- **Items listed in a dataset**:
....

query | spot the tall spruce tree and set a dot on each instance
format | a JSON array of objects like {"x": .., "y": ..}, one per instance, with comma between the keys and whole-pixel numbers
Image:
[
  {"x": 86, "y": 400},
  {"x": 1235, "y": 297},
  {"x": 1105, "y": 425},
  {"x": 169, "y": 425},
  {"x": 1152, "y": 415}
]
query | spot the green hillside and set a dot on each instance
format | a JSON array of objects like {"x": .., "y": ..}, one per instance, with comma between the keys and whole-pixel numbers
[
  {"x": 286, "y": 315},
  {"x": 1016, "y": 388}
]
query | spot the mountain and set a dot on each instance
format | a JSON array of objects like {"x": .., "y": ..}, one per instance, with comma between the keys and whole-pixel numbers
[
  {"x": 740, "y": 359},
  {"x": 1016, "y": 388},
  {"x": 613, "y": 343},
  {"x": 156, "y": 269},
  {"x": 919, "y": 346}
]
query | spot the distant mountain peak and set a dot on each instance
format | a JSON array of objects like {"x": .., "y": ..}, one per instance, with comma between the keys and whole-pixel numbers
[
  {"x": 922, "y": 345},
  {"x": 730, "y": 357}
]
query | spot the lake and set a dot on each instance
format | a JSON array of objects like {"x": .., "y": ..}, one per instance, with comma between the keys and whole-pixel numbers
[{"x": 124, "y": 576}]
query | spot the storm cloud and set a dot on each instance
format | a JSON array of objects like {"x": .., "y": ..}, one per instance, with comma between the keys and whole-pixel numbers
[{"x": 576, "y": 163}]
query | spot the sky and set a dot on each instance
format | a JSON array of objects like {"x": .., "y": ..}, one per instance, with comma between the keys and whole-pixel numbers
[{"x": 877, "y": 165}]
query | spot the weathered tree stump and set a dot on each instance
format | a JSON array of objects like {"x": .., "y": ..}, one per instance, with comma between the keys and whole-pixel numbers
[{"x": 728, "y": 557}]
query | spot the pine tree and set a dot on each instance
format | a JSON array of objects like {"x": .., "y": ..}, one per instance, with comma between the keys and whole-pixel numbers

....

- **Exercise brief**:
Reading through the records above, report each line in which the string "mountain" is found.

- **Problem solution**:
query | spot the mountain and set a dot on each instance
query | spot the distant mountain peak and set a dot on each instance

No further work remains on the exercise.